Question

If a real valued function \(f : A \to B\) defined by \(f(x)=|x|-[x]\) is a bijection, then \(A\) and \(B\) are respectively:

• A. \((-\infty,0]\) and \([0,\infty)\)
• B. \([-3,-2)\) and \((5,6]\)
• C. \([1,2)\) and \([3,4)\)
• D. \([0,\infty)\) and \([0,1)\)

Hint:

For functions involving modulus and greatest integer function, always split the domain into intervals where \([x]\) remains constant.

Answer 1

The Correct Option is B

Concept: The greatest integer function \([x]\) gives the greatest integer less than or equal to \(x\). For the function: \[ f(x)=|x|-[x] \] we analyze different intervals separately because modulus and greatest integer functions behave differently for positive and negative values. For a function to be bijective:

• It must be one-one (injective)

• It must be onto (surjective)

Step 1: Analyze the function for negative values of \(x\).
If \(x<0\), then: \[ |x|=-x \] Thus, \[ f(x)=-x-[x] \] Take \(x\in[-3,-2)\). For this interval: \[ [x]=-3 \] Hence: \[ f(x)=-x+3 \] Now evaluate the range. At \(x=-3\), \[ f(-3)=3+3=6 \] As \(x\to -2^{-}\), \[ f(x)\to 5 \] But \(5\) is not included. Therefore: \[ f(x)\in(5,6] \]

Step 2: Check whether the function is one-one.

(Entries from a dataset)
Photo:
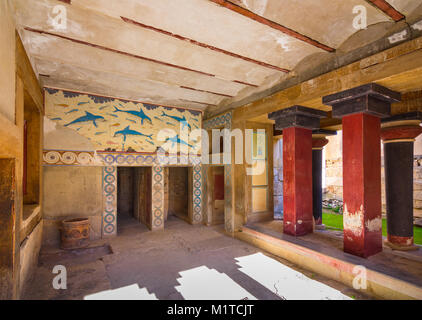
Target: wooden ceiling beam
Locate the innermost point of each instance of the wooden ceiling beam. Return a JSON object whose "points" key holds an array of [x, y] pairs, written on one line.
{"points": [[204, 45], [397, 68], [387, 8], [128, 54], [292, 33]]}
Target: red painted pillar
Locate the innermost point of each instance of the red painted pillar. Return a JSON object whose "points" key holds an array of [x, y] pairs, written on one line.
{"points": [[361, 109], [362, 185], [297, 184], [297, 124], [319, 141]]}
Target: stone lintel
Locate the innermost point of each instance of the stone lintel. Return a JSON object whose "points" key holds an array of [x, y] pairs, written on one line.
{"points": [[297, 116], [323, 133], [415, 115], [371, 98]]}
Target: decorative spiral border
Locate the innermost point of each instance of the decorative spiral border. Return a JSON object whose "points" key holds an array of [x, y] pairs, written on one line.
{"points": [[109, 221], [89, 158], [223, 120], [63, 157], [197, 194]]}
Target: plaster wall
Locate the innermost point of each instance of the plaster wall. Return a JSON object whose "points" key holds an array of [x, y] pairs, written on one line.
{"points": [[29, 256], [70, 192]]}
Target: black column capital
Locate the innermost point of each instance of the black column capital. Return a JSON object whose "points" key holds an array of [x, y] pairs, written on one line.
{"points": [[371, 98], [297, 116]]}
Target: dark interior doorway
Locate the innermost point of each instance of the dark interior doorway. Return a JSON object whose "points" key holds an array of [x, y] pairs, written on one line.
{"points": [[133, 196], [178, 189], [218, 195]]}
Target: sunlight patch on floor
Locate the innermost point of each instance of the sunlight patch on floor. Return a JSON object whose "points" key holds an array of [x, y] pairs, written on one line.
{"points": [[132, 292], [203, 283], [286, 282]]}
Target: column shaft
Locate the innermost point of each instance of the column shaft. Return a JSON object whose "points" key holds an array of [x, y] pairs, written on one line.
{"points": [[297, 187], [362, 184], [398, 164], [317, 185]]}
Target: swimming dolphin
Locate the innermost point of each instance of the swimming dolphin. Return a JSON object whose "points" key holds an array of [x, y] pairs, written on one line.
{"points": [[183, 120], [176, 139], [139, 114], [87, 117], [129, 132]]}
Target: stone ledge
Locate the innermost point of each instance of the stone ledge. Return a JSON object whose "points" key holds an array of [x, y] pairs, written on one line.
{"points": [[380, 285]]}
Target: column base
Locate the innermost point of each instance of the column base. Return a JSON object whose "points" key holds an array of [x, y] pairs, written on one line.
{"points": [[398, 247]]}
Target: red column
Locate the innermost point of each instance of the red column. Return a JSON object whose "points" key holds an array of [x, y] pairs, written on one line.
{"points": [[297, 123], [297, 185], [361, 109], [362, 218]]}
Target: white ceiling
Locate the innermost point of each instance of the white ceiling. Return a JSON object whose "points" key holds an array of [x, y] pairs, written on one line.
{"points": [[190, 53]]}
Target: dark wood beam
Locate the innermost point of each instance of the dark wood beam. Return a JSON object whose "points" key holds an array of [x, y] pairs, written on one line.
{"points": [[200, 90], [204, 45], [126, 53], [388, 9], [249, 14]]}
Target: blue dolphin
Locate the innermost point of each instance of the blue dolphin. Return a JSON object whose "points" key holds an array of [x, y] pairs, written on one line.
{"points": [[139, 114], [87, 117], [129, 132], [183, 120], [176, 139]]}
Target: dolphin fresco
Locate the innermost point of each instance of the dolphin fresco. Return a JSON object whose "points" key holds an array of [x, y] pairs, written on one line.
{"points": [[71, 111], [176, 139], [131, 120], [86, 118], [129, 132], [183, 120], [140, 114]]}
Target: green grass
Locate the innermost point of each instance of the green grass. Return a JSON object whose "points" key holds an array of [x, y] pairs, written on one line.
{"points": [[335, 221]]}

...

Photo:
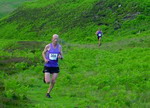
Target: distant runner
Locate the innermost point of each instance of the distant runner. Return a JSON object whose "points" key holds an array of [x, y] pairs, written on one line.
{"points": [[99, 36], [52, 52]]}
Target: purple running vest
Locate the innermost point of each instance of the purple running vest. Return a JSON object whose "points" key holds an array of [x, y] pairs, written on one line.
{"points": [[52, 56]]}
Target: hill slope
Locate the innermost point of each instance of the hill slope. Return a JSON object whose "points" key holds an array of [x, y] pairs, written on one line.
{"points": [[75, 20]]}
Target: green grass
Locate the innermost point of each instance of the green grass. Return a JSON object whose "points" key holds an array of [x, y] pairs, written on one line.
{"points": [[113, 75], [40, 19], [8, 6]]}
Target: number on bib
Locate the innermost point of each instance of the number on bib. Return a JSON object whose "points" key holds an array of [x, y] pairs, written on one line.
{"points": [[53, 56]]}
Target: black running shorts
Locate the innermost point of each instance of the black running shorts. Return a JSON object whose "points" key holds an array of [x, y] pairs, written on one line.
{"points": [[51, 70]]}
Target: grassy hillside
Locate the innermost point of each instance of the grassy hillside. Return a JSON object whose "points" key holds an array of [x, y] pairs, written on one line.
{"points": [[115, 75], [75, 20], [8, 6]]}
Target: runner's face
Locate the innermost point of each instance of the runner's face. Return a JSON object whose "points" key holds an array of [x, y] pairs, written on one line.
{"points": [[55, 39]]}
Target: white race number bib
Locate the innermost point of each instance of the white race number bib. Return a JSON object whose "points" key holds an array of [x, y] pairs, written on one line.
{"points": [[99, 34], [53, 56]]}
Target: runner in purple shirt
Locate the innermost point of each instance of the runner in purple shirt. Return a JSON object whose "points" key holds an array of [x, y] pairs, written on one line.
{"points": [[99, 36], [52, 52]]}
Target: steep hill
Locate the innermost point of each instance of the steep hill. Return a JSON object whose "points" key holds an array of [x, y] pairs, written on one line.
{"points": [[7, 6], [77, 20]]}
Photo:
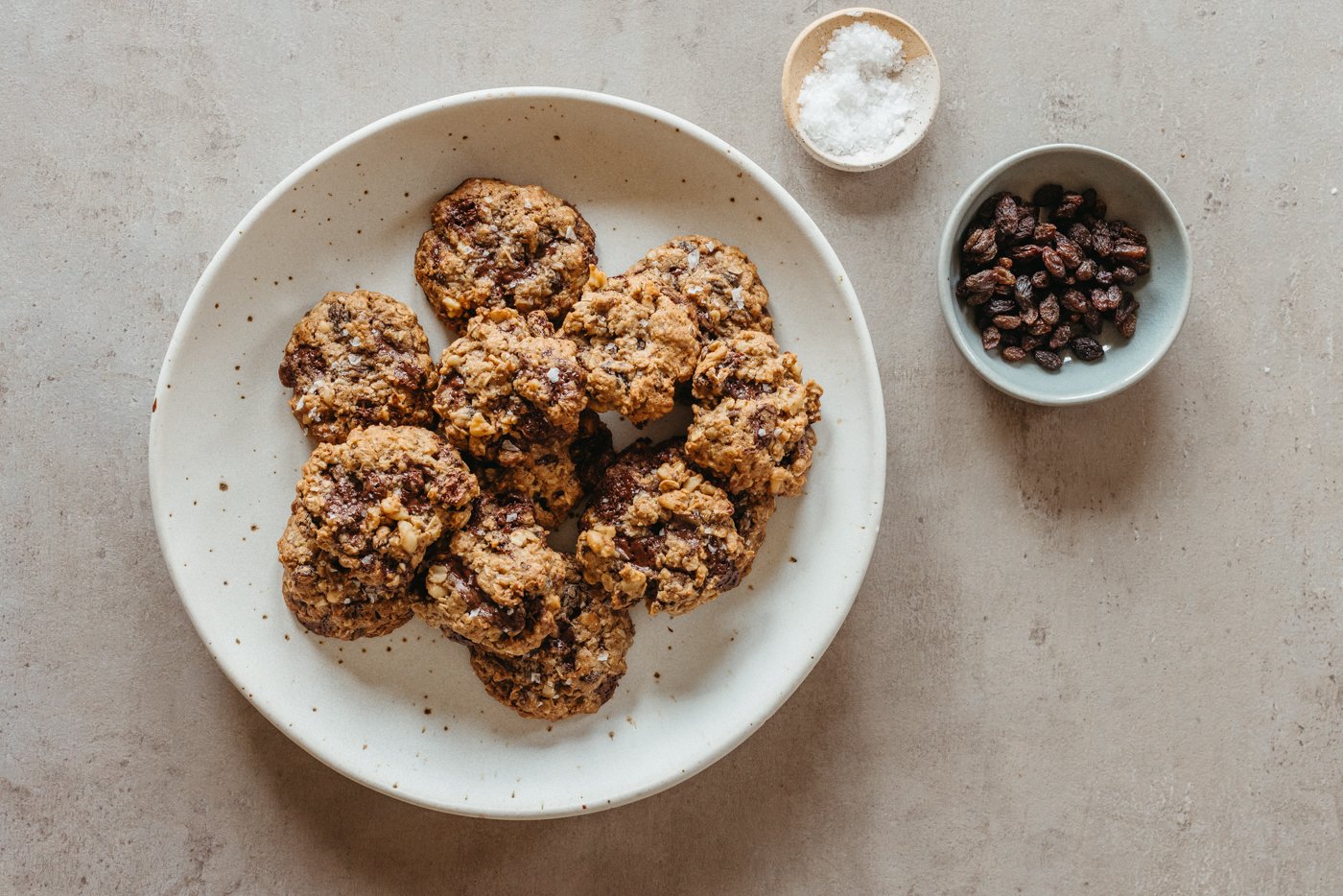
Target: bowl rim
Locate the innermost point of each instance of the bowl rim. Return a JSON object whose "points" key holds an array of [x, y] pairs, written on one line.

_Exercises to complete_
- 1) In the bijection problem, what value does \([x]\) take for \(x\in[-3,-2)\)?
- 2) Continue the bijection problem's worked solution from its final line.

_In response_
- 1) \([x]=-3\)

- 2)
On the interval \([-3,-2)\), \[ f(x)=-x+3 \] which is a linear strictly decreasing function. Hence different values of \(x\) produce different function values. Therefore, the function is injective.

Step 3: Check onto property.
The obtained range is exactly: \[ (5,6] \] which matches the codomain. Thus every element of \(B\) has a pre-image in \(A\). Hence the function is surjective.

Step 4: Choose the correct option.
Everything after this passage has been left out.